Exercise materials →

Segment Open

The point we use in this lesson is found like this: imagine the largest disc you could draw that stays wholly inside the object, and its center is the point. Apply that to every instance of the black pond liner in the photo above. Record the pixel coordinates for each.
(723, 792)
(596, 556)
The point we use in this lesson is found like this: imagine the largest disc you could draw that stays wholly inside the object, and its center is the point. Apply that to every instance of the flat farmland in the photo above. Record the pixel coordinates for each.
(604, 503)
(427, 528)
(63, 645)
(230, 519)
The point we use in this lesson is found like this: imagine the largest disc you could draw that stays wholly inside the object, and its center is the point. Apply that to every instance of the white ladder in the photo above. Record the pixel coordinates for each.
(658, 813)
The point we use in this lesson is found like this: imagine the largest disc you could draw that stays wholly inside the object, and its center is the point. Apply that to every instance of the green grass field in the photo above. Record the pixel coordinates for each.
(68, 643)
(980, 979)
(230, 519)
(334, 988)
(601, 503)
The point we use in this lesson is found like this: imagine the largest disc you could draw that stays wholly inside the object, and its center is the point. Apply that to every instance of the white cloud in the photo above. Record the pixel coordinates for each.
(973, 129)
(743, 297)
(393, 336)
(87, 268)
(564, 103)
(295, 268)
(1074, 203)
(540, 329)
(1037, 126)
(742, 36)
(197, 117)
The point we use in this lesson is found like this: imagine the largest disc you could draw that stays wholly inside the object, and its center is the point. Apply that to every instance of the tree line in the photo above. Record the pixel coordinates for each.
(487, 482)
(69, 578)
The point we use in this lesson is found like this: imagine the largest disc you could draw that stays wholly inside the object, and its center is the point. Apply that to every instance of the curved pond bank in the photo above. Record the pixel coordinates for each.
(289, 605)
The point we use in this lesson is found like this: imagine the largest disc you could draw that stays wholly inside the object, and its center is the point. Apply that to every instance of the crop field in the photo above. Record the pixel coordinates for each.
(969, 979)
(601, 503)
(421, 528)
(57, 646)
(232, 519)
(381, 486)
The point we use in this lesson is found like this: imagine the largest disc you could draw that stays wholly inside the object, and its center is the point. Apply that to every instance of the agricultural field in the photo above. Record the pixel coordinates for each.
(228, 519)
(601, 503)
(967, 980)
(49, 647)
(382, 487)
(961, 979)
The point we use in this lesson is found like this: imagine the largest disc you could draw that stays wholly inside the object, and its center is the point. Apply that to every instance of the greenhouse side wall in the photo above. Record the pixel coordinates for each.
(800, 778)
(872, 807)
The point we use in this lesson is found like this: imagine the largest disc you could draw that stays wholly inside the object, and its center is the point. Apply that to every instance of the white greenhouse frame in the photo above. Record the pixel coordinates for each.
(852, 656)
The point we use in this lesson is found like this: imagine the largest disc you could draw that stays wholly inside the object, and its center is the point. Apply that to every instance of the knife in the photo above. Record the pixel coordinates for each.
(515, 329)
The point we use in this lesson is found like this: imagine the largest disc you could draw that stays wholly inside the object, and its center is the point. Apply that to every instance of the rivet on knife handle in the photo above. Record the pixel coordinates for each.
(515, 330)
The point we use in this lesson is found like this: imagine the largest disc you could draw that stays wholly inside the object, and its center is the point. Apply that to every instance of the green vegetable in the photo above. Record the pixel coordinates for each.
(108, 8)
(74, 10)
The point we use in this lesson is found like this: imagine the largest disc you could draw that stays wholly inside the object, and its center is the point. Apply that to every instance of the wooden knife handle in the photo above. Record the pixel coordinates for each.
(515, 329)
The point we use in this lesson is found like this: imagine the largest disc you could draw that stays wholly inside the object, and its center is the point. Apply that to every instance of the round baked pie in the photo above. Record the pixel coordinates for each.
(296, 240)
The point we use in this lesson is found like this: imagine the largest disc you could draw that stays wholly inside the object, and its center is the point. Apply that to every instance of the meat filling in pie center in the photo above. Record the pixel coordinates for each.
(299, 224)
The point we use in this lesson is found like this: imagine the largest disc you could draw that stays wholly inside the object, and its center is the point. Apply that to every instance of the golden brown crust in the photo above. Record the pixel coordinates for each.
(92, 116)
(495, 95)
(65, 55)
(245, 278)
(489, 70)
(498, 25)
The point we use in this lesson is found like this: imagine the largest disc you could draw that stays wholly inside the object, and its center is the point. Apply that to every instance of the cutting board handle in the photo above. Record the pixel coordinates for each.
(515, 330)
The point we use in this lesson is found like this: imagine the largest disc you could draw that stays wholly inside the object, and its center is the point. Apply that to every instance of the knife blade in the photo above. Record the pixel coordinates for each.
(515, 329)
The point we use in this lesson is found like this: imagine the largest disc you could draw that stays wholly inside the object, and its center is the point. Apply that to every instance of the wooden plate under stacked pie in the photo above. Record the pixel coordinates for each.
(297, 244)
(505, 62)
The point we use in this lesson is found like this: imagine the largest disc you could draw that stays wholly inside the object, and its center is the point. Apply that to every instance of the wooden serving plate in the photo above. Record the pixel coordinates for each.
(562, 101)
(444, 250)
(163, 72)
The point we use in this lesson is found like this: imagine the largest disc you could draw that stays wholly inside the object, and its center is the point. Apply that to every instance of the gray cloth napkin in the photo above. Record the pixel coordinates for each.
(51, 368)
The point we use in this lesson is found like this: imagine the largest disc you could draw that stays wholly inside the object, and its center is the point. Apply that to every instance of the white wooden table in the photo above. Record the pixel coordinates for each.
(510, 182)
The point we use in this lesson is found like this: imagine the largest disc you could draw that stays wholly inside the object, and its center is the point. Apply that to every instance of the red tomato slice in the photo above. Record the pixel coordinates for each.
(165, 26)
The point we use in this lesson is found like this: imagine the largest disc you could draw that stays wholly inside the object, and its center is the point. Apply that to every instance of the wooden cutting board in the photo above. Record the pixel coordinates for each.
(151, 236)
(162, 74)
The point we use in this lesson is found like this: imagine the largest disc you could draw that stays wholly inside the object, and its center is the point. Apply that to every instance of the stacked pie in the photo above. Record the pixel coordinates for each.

Segment Closed

Instructions to follow → Would you give the material above again, complete and exact?

Answer for this exercise →
The point we use in this lesson is found like this: imagine the largest disc you could draw that stays wholly inside the object, and its center is the point. Apply that to every instance of the black pond liner in the photo above. Record the pixel coordinates for each.
(723, 792)
(596, 556)
The point we use in this lesson is found like this: imagine the largest disc you could draw that stays wholly inside the object, and its center is the point. Apply that to every instance of the flat farmland in the photo above. Record the pixel coordinates for each.
(604, 503)
(427, 528)
(63, 645)
(230, 519)
The point we use in this lesson is found like this: imagine the largest disc you could draw that stays wholly inside the object, and its center is the point. Apply that to every instance of the white ladder in the photo above. Record the pixel coordinates for each.
(658, 813)
The point we use in this lesson is found like this: imagine the largest disc you could draw that stays wholly inside the object, and its center is the point. Apply that to every instance of the green grass field in the photo above. Record the pixel coordinates for each.
(68, 643)
(980, 979)
(230, 519)
(334, 988)
(601, 503)
The point we use in this lesson is found like this: imagine the largest disc you could draw that stays wholly inside the object, and its center is the point. Apply that to every instance of the white cloud in the photo above. Record the pixel coordinates for each.
(973, 129)
(743, 297)
(393, 336)
(87, 268)
(564, 103)
(295, 268)
(1074, 203)
(540, 329)
(1037, 126)
(742, 36)
(197, 117)
The point we use in this lesson is found like this: imagine the largest disc you could draw that stays wholly inside the object, and its center is the point. Apply that to every instance of the tree line in the photo above. Record the pixel coordinates for each.
(487, 482)
(69, 578)
The point we use in this lesson is found like this: imagine the largest disc you could draw that stays wholly inside the object, and its center is the point. Apply that to every instance of the curved pond bank in the photo above. Record the pixel coordinates for each.
(289, 605)
The point we use in this lesson is found like this: imagine the largest disc you could draw that stays wholly inside the object, and its center is the point. Apply that to every instance of the crop field in the photo above. Record the pixel coordinates for each.
(969, 979)
(601, 503)
(421, 528)
(57, 646)
(232, 519)
(381, 486)
The point we use in this lesson is found like this: imagine the largest disc you could draw that stays wholly inside the object, and its center is the point. Apply that to every instance of the agricultural field in the photo above. Record the pixel coordinates for each.
(228, 519)
(601, 503)
(967, 980)
(49, 647)
(382, 487)
(961, 979)
The point we use in this lesson is found like this: imagine the largest disc you could draw that stays wholly inside the object, and its center is the point. Apply that to every instance of the greenhouse side wall in the photo above. Record the pixel coordinates for each.
(800, 778)
(872, 807)
The point we use in this lesson is found like this: imagine the largest disc you could draw that stays wholly inside the object, and its center is the point. Apply that to every instance of the white greenhouse frame in the photo above. Record the pixel coordinates for each.
(852, 656)
The point we use in this lesson is found like this: imagine the largest disc you could draw that stays wholly inside the object, and its center is the point. Apply that to every instance of the knife in the photo above. Record the pixel coordinates for each.
(515, 329)
The point we use in this lesson is found like this: imagine the largest disc you could draw that stays wholly inside the object, and its center is the point. Apply that to every instance of the rivet on knife handle in the photo above. Record the pixel coordinates for each.
(515, 330)
The point we use in this lesson is found like this: imagine the largest disc you could draw that stays wholly inside the object, and its center is the point. Apply that to every instance of the green vegetable in the photo above. Record the pixel coordinates for each.
(108, 8)
(74, 10)
The point we use in this lesson is found like this: imagine the largest disc you could draw that stays wholly inside the object, and its center is the point. Apply that to every instance of the wooden knife handle in the photo above. Record the pixel coordinates for each.
(515, 329)
The point we use in this lesson is found like this: imagine the largest disc you could draw that stays wholly inside the object, and its center is the point. Apply that to every instance of the round baked pie in the photo above. Record the pixel coordinates for each.
(296, 240)
The point we use in this lesson is found like this: imagine the largest disc you could draw that stays wholly inside the object, and its center is the point. Apply that to every instance of the meat filling in pie center in the photo above. Record the pixel coordinates for each.
(299, 224)
The point we use in this lesson is found like this: imagine the largest disc you could draw that stays wholly inside the object, and its center is the point. Apply that to every instance of the golden brown crust in the photo above. Record the pixel coordinates for each.
(92, 116)
(495, 95)
(65, 55)
(245, 278)
(489, 70)
(498, 25)
The point we use in this lesson is found like this: imagine the largest disc you could draw that stays wholly inside the object, and its center is the point. Apply that to every instance of the cutting board handle in the photo above. Record the pixel coordinates for each.
(515, 330)
The point we use in this lesson is found like this: imagine the largest disc you could draw that stays wholly inside the object, and its center is the point. Apply that to every instance of the knife blade in the photo above. Record the pixel coordinates for each.
(515, 329)
The point we use in this lesson is found like this: imagine the largest disc you could draw that stays wholly inside the object, and its center is the point. Apply that to every instance of the wooden plate under stacked pie in the photo above. Record the pixel coordinates for each.
(297, 244)
(505, 62)
The point we use in this lesson is found like this: imagine the largest disc you could draw that stays wholly inside the object, and its center is the point. Apply that to every instance of the wooden serving plate in the photo above. Record the pixel coordinates for each.
(562, 101)
(444, 250)
(163, 72)
The point we use in this lesson is found like this: imagine the largest disc you could draw that stays wholly inside the object, and its center is the point. Apply that to every instance of the gray cloth napkin in the photo above. Record the pixel coordinates for each.
(51, 368)
The point we use in this lesson is found like this: imagine the largest disc you could draw that stays wholly inside the object, and its center is the point. Apply that to every instance of the white wooden table in the photo above. Record the pixel coordinates for each.
(510, 182)
The point we use in this lesson is found like this: imagine the largest disc you could draw that stays wholly inside the object, and its center is the point. Apply that to every instance of the red tomato slice in the photo above. Record the pixel coordinates for each.
(165, 26)
The point we use in this lesson is found like this: imagine the largest disc you could draw that stays wholly inside the object, and its center is the point. Apply that to every instance of the wooden cutting board in the photo above. Record the pixel coordinates for each.
(151, 236)
(162, 74)
The point we use in this lesson is found like this: imagine the largest disc you could draw that stays wholly inside the object, and its center is the point. Apply that to every instance of the stacked pie in the photo above. Record the pixel coordinates for each.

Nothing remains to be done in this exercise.